*** Opening DATASET RECORDS ***

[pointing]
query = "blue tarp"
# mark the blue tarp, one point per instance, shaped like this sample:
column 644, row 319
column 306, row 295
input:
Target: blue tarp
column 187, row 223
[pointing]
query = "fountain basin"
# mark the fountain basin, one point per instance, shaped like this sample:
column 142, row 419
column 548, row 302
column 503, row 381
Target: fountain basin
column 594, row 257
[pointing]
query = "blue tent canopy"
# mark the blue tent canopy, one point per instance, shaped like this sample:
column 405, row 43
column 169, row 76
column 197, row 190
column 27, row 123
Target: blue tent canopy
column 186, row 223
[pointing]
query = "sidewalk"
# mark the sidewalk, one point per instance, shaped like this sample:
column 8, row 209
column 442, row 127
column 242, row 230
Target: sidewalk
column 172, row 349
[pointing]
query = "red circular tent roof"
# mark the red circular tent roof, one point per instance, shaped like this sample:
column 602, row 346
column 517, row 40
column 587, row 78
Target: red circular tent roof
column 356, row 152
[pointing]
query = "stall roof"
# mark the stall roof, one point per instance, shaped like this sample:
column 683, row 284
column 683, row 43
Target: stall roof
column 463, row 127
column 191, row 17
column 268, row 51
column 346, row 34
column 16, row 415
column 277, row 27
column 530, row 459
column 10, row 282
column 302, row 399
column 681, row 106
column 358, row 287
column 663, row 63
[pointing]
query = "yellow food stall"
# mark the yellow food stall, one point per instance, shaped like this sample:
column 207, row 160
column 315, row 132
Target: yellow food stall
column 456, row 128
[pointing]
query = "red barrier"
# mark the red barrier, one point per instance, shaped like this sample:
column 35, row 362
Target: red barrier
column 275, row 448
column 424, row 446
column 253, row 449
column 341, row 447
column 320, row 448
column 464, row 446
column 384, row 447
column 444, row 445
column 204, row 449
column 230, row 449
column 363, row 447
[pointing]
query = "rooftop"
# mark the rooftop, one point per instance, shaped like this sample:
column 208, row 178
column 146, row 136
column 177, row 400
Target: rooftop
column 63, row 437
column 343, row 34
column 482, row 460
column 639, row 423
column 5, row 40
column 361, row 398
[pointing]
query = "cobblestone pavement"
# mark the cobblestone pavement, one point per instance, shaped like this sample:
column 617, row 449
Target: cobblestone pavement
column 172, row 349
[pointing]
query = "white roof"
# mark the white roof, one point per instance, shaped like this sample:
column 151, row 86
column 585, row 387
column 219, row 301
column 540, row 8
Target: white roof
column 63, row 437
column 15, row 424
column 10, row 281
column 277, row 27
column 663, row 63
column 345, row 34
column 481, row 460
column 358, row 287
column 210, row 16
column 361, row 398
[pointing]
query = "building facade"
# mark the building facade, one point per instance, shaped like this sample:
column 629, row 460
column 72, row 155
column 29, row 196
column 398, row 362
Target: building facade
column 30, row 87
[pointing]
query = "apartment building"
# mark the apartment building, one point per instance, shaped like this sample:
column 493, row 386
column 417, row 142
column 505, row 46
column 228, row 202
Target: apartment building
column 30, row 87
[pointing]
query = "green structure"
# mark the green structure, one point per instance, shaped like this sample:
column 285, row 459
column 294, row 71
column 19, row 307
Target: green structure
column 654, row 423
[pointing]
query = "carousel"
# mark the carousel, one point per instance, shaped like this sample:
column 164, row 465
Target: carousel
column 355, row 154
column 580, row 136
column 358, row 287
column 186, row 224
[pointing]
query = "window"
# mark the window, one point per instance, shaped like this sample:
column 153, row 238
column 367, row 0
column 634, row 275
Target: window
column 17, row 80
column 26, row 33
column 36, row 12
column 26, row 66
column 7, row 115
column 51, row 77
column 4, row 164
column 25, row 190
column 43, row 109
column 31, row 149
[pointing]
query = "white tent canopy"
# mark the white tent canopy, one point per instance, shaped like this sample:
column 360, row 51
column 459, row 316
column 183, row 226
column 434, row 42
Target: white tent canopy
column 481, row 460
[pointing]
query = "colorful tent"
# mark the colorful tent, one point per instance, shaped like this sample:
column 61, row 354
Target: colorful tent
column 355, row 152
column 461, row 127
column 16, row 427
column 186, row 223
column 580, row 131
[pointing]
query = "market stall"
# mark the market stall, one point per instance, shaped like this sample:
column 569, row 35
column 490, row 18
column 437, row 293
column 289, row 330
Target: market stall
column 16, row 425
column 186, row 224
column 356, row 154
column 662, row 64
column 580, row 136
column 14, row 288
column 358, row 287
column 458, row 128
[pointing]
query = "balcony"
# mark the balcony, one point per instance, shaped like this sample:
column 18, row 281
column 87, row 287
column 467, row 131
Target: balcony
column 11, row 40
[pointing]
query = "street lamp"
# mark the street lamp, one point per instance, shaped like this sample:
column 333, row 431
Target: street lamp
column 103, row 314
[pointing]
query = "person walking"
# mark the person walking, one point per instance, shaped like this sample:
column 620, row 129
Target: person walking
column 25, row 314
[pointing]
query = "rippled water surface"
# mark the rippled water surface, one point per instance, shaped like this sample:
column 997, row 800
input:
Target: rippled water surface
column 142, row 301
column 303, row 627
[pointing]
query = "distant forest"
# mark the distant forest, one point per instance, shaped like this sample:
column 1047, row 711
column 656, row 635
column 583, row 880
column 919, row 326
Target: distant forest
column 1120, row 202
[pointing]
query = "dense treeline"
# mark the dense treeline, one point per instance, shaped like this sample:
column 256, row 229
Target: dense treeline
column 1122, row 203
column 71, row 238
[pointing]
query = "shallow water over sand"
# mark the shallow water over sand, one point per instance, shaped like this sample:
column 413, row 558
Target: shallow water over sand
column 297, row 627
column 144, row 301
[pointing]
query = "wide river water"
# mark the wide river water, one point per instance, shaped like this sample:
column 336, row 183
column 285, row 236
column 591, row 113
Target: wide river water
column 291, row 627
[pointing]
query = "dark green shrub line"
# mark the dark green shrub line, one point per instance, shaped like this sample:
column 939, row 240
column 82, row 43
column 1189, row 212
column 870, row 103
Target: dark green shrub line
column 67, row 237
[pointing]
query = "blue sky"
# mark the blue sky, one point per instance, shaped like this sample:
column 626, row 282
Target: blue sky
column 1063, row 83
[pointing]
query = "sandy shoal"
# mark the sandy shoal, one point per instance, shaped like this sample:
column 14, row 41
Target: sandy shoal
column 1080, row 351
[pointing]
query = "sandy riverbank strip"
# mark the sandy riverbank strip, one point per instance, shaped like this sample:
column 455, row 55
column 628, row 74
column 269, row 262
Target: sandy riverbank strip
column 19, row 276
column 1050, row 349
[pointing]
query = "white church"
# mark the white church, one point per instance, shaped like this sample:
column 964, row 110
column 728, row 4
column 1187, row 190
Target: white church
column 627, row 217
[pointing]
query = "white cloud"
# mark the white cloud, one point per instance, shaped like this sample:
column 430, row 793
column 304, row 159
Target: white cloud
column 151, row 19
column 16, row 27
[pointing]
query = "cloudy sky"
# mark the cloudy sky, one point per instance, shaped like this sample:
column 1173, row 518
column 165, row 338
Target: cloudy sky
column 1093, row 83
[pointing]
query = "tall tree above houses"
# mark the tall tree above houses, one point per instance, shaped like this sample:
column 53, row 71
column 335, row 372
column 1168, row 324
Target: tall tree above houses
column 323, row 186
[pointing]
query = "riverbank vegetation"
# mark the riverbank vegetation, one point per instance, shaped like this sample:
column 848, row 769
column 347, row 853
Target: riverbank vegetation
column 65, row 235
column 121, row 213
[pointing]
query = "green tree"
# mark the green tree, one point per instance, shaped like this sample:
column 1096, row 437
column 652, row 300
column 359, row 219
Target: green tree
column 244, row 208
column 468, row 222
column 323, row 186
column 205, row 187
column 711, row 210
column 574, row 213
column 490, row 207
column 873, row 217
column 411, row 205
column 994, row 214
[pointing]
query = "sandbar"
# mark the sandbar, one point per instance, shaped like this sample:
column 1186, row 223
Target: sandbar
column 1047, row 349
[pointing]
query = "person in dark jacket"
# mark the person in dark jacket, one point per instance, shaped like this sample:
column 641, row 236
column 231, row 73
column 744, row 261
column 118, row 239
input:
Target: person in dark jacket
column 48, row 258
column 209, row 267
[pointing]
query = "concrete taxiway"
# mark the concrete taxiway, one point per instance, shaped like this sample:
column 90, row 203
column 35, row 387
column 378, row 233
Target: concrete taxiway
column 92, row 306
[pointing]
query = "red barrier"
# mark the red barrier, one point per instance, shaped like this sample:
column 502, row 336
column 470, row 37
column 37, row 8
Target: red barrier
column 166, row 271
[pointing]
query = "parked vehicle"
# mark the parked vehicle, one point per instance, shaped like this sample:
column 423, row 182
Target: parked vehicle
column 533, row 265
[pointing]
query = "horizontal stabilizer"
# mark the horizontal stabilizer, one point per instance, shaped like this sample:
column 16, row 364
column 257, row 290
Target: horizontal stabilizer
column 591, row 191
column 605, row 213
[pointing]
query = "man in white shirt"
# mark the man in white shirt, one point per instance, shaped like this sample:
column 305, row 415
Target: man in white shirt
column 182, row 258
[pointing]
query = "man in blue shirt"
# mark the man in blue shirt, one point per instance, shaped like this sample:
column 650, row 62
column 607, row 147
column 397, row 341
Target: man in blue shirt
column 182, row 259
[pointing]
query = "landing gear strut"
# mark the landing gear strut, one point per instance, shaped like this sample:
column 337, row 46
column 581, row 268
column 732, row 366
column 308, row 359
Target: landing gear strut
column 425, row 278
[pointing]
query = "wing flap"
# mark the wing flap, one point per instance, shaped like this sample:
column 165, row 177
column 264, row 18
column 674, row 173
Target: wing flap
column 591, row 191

*** Closing DATASET RECORDS ***

__THE TASK__:
If a line comes after the one that contains "column 242, row 230", leave it out; return every line of the entries up to that point exactly, starting with the first, with that line included.

__REPLY TO THE EXERCISE__:
[pointing]
query = "blue tarp"
# mark the blue tarp, one point per instance, shaped like this sample:
column 644, row 319
column 306, row 295
input:
Target: blue tarp
column 187, row 223
[pointing]
query = "fountain basin"
# mark the fountain basin, one point per instance, shaped like this sample:
column 142, row 419
column 548, row 302
column 503, row 381
Target: fountain basin
column 594, row 257
[pointing]
query = "blue tent canopy"
# mark the blue tent canopy, one point per instance, shaped like this sample:
column 405, row 43
column 169, row 76
column 197, row 190
column 27, row 123
Target: blue tent canopy
column 186, row 223
[pointing]
query = "sidewalk"
# mark the sidewalk, one point per instance, shaped like this sample:
column 8, row 209
column 442, row 127
column 242, row 230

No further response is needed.